Exercise materials ->
• • •

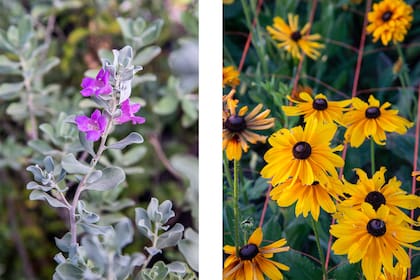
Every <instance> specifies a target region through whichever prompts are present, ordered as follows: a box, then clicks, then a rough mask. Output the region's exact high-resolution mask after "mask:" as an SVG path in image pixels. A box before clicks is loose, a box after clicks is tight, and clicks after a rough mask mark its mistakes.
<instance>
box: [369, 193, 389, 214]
mask: <svg viewBox="0 0 420 280" xmlns="http://www.w3.org/2000/svg"><path fill="white" fill-rule="evenodd" d="M365 202H367V203H369V204H370V205H372V207H373V209H375V211H376V210H378V209H379V207H380V206H381V205H382V204H385V203H386V199H385V196H384V195H383V194H382V193H380V192H378V191H373V192H370V193H368V195H367V196H366V198H365Z"/></svg>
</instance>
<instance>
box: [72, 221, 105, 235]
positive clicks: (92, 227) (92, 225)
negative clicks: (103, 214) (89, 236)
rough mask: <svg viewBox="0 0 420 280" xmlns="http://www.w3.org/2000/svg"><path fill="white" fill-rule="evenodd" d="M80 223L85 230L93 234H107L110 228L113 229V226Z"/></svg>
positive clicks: (80, 225) (85, 223)
mask: <svg viewBox="0 0 420 280" xmlns="http://www.w3.org/2000/svg"><path fill="white" fill-rule="evenodd" d="M79 225H80V226H81V227H82V228H83V230H84V231H85V232H87V233H89V234H92V235H99V234H102V235H103V234H106V233H107V232H109V231H110V230H113V229H112V227H111V226H98V225H94V224H86V223H83V222H80V223H79Z"/></svg>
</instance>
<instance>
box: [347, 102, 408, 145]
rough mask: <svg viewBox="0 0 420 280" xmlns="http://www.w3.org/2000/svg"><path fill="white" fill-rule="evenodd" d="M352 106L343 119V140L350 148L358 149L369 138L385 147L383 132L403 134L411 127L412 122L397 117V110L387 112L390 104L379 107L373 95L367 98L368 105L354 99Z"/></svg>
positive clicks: (397, 115) (397, 116)
mask: <svg viewBox="0 0 420 280" xmlns="http://www.w3.org/2000/svg"><path fill="white" fill-rule="evenodd" d="M352 105H353V109H352V110H350V111H348V112H346V113H345V114H344V118H343V121H344V124H345V126H346V127H347V130H346V132H345V134H344V138H345V139H346V141H348V142H350V145H351V146H352V147H359V146H360V145H362V144H363V142H364V140H365V139H366V138H369V137H372V138H373V140H374V141H375V142H376V143H377V144H379V145H385V141H386V135H385V132H396V133H398V134H405V133H406V132H407V129H408V128H410V127H412V126H413V123H412V122H409V121H408V120H406V119H404V118H403V117H400V116H398V110H387V109H388V108H389V107H391V103H389V102H385V103H384V104H383V105H381V104H380V102H379V100H377V99H375V97H374V96H373V95H371V96H369V100H368V103H366V102H364V101H363V100H361V99H359V98H357V97H355V98H353V100H352Z"/></svg>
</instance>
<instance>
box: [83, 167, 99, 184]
mask: <svg viewBox="0 0 420 280" xmlns="http://www.w3.org/2000/svg"><path fill="white" fill-rule="evenodd" d="M101 177H102V171H101V170H95V171H93V172H92V173H90V175H89V177H88V178H87V179H86V183H88V184H91V183H93V182H95V181H97V180H99V178H101Z"/></svg>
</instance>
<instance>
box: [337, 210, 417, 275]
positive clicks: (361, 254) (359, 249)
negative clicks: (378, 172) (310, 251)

• • •

Try it -> Search the data for the string "negative". List each line that has it.

Answer section ->
negative clicks: (103, 214) (89, 236)
negative clicks: (378, 172) (310, 251)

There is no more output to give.